(SHORT EXERCISE) Can the data below be set down again exactly, line for line?

(Entries from a dataset)
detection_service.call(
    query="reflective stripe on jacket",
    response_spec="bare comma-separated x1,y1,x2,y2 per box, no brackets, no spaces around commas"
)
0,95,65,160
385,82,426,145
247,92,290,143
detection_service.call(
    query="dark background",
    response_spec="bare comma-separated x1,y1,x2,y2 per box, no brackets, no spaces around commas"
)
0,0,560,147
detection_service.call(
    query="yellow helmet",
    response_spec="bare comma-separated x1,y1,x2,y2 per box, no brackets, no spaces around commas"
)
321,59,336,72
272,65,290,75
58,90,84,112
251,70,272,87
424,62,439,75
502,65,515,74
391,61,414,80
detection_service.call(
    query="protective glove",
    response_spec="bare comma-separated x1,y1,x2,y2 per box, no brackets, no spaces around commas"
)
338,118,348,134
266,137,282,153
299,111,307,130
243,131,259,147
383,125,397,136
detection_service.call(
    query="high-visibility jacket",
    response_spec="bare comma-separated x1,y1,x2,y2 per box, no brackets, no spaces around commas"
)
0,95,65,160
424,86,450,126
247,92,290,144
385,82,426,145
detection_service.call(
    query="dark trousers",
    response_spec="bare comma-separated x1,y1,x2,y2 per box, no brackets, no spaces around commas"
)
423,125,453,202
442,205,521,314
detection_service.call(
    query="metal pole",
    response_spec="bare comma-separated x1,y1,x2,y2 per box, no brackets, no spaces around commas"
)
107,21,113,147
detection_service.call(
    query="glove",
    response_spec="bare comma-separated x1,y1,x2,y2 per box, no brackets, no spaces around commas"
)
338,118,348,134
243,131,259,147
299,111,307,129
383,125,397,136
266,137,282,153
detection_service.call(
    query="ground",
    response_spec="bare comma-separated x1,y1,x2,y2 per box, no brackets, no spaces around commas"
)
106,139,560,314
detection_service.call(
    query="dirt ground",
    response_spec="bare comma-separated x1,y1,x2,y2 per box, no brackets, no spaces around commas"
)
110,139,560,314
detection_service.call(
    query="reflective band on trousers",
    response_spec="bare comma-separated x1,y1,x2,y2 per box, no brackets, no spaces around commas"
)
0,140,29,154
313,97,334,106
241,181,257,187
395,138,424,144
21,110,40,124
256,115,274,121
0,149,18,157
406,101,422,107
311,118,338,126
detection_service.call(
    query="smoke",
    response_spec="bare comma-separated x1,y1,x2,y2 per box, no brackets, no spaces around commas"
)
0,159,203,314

(SOLUTION FOR THIS TASK)
detection_service.call(
    query="reflective stripe on jacket",
    response_spec="bare comma-separated x1,y1,x2,y2 per box, no brackets, no spaces around commas"
)
0,95,65,160
385,82,426,145
247,92,290,143
detection_service.call(
    query="dark background",
    response_spec="bare comma-separated x1,y1,x2,y2 per box, no brackets, no spaces around commas"
)
0,0,560,147
detection_service.call(
    query="yellow helmet",
    response_spec="bare comma-separated x1,y1,x2,y2 per box, no brackets, no spaces around commas"
)
321,59,336,72
272,65,290,75
58,90,84,112
251,70,272,87
424,62,439,75
502,65,515,74
391,61,414,80
detection_service.call(
    query="protective glove",
    response_spec="bare comma-separated x1,y1,x2,y2 per box, no brackets, no spaces around commas"
)
338,118,348,134
266,137,282,153
299,111,307,130
243,131,259,147
383,125,397,136
detection_service.call(
    query="high-visibility jacket",
    response_spec="bare comma-separated x1,y1,x2,y2 per box, no brackets, no spaces around commas"
)
0,95,65,160
424,86,450,126
247,92,290,144
385,82,426,145
detection_service.call(
    query="dark trousers",
    response_spec="bare comma-separated x1,y1,x2,y2 per box, no brackets, no spaces around commas"
)
423,125,453,202
442,205,521,314
detection_service.call(
    query="metal pole",
    response_spec="bare comma-separated x1,y1,x2,y2 per box, no brackets, no spaces around commas"
)
107,21,113,147
detection_service.call(
    query="glove",
    response_spec="bare comma-separated x1,y1,x2,y2 per box, no brackets, no spaces around commas"
)
338,118,348,134
243,131,259,147
299,111,307,129
383,125,397,136
266,137,282,153
detection_service.call(
    query="ground",
    response_spec="bare comma-separated x1,y1,x2,y2 per box, no brackets, no spaces around commas"
)
106,139,560,314
detection_service.call(
    query="dirt ground",
    response_spec="bare comma-separated x1,y1,x2,y2 per box, no brackets, no spaces around commas"
)
110,139,560,314
detection_service.call(
    query="reflective band on trousers",
    response_spec="bare comma-separated x1,y1,x2,y2 per box, no brackets, no spaces around commas"
)
0,140,29,154
313,97,334,106
241,181,257,187
395,138,424,144
21,110,40,124
256,115,274,121
0,149,18,157
406,101,422,107
311,118,338,126
detection_service.call(
    query="smoke",
    response_spec="bare comma-separated x1,y1,x2,y2 per box, no brackets, no spaces around commas"
)
0,159,203,314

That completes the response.